Exercise instructions => In the listing below, change every "caterpillar" to "larva" and leave everything else the same.

**** Supplied material

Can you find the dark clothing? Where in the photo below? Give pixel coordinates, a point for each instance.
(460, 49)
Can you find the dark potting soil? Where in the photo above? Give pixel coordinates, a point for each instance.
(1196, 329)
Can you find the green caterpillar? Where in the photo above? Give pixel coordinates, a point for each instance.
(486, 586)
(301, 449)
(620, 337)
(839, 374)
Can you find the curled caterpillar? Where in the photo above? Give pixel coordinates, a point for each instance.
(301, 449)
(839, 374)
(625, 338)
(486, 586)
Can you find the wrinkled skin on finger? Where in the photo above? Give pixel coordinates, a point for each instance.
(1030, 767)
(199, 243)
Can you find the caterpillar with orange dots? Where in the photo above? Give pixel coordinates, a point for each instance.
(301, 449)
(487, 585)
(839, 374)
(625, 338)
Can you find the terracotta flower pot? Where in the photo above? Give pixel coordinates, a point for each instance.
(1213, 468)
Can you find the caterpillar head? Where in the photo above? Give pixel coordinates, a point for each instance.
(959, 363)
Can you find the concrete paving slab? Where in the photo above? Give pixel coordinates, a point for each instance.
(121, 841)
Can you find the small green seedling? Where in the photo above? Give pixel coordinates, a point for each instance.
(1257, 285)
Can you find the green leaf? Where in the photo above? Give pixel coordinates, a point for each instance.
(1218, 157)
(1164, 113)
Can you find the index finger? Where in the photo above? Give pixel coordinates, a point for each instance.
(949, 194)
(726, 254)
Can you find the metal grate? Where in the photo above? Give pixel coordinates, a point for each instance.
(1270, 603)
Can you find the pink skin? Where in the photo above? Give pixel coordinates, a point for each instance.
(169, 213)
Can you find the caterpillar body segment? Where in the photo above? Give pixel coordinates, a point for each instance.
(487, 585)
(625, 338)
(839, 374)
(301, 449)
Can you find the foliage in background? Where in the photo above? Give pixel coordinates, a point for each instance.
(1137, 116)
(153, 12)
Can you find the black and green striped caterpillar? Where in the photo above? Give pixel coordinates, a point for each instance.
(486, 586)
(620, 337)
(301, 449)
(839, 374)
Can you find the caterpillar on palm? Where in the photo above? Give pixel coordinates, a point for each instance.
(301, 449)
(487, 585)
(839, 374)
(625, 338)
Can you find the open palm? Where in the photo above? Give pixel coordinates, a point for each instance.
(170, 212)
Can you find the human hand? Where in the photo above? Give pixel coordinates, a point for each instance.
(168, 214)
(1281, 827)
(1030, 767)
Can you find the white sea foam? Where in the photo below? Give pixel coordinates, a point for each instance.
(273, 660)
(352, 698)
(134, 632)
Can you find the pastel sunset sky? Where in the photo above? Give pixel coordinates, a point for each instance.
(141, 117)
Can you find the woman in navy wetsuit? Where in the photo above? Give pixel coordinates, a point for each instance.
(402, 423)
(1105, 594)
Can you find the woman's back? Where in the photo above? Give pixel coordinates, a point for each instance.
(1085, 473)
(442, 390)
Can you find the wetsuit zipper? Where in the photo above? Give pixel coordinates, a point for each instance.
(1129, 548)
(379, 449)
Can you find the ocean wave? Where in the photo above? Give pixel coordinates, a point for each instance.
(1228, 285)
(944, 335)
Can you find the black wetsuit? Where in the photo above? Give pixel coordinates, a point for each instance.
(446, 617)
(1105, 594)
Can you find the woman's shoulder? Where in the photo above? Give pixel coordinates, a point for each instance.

********

Reply =>
Can you find the dark clothing? Where in the photo below? Give pixel coordinates, a point for each instance.
(460, 49)
Can you find the dark potting soil? Where in the photo above? Give pixel coordinates, a point for each instance.
(1196, 329)
Can you find the green larva? Where in the photo above? Give pixel coordinates, a point for each instance.
(486, 586)
(301, 449)
(620, 337)
(839, 374)
Can you find the curled larva? Where in the photo above? Give pixel coordinates, a point for each instance.
(301, 449)
(839, 374)
(625, 338)
(486, 586)
Can you find the wrinkled skin on finger? Where in the photo above? Give pixel coordinates, a point for each instance.
(1030, 767)
(199, 243)
Can you find the larva with orange dots? Where in the photo above? Give pixel coordinates, a point for each instance.
(301, 449)
(487, 585)
(839, 374)
(625, 338)
Can you find the terracotta flower pot? Where in the photo above? Give pixel coordinates, a point for each instance.
(1213, 468)
Can you find the larva head? Where in the photo above? Give pixel coordinates, a point for each instance.
(959, 363)
Can you find the concrete paving slab? Where in the photo above? Give pixel coordinates, a point for each instance.
(121, 841)
Can you find the small green seedling? Where in the photo above? Give pixel coordinates, a point for each instance.
(1257, 285)
Can you find the green leaf? Where in the photo above? Give pixel coordinates, a point for each instance.
(1218, 157)
(1164, 113)
Can you find the index finger? Where in the photo above? Give pixel coordinates, a point for each instance.
(949, 194)
(726, 254)
Can you find the metal grate? Where in the photo above? Give pixel coordinates, a point for each instance.
(1270, 603)
Can you find the pink skin? Where in the photo above? Give pixel coordinates, a point for each instance.
(169, 213)
Can you find the larva body segment? Where in the photo above? Give pixel coordinates, a point for each instance.
(487, 585)
(625, 338)
(839, 374)
(301, 449)
Can you find the foliage in background? Where in the photo above? Give pixel coordinates, a point for each instance.
(1137, 116)
(153, 12)
Can you find the black and green striped larva? Where in the photo above? Give pixel coordinates, a point for each instance.
(486, 586)
(620, 337)
(301, 449)
(839, 374)
Can you find the larva on palm? Where in the photo above? Give pixel coordinates, a point for each instance.
(301, 449)
(487, 585)
(839, 374)
(625, 338)
Can you find the open palm? Where in the photo above? Give pixel coordinates, a point for each instance.
(170, 212)
Can you find the human hand? Where in the photo above? Give pixel coordinates, a point for each instance.
(168, 214)
(1281, 827)
(1030, 767)
Can you find the white sea foam? Where in the photo below? Give pixel coordinates, a point for each instance.
(273, 660)
(352, 698)
(134, 632)
Can you find the pastel sunset sky? Where in the photo above? Give pixel coordinates, a point for each instance.
(141, 117)
Can you find the woman in navy wetsuit? Where in the photo above? Give pixel coordinates, a point for each instance.
(402, 423)
(1105, 594)
Can you find the woman's back? Where in the photo above? Give pixel coordinates, a point for each instance.
(1085, 473)
(442, 390)
Can you find the wetsuit zipper? Where in the photo above? Give pixel coordinates, a point for each instance.
(1129, 548)
(379, 449)
Can you find the ocean wave? Where in the photo above? Give pixel coordinates, a point for each instance.
(1228, 285)
(944, 335)
Can you find the black wetsuit? Where in the photo above? Give pixel coordinates, a point for each instance.
(446, 617)
(1105, 594)
Can you find the woman's shoulder? Where in the photo above? Give pixel coordinates, a point for each instance.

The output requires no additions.